Natural-language object grounding data
- - -

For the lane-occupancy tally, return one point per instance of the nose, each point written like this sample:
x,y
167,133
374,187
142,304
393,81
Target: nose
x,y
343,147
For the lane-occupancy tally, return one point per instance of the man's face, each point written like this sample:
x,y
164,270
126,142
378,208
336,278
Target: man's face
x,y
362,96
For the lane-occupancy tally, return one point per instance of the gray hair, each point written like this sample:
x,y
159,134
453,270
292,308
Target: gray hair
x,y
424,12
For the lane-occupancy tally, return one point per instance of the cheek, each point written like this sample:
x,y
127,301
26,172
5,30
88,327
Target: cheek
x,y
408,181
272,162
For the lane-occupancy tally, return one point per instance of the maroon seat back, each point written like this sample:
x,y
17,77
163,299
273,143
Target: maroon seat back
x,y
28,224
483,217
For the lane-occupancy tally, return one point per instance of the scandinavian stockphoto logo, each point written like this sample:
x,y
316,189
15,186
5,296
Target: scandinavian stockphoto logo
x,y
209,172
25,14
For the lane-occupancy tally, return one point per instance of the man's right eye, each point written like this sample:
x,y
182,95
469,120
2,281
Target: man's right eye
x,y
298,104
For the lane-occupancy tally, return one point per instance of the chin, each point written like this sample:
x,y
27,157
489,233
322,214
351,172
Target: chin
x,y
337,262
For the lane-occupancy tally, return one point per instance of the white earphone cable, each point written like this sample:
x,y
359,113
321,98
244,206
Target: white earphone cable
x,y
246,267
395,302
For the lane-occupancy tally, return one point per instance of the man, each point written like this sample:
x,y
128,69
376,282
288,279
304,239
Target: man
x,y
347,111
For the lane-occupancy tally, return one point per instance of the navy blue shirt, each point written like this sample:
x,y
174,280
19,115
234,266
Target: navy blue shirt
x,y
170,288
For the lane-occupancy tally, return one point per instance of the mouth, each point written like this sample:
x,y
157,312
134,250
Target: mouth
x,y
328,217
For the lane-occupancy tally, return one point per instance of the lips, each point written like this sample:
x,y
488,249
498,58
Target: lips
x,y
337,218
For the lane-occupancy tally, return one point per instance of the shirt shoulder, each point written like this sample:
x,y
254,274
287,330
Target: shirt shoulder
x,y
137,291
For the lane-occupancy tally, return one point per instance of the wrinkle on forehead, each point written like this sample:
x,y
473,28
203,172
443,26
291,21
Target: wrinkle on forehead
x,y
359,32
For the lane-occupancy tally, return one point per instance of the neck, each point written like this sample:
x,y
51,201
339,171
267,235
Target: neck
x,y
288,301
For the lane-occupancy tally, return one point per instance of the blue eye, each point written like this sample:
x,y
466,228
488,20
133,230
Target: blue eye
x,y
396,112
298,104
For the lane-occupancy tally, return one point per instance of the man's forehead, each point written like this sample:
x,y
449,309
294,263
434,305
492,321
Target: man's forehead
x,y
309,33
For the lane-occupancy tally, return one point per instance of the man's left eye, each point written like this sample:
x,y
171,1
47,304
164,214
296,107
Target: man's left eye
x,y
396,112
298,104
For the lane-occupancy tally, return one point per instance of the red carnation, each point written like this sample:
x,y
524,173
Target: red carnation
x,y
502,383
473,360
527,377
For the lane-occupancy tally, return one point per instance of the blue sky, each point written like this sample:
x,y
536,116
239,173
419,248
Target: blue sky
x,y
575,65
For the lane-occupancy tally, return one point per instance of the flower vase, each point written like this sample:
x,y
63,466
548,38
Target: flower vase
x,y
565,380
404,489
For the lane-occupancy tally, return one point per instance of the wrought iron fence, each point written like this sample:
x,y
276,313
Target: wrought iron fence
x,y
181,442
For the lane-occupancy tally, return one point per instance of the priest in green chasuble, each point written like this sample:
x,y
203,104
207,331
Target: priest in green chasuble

- - -

▶ **TRY IT**
A count is needed of the lines above that hold the word "green"; give that count and no other text.

▶ **RESULT**
2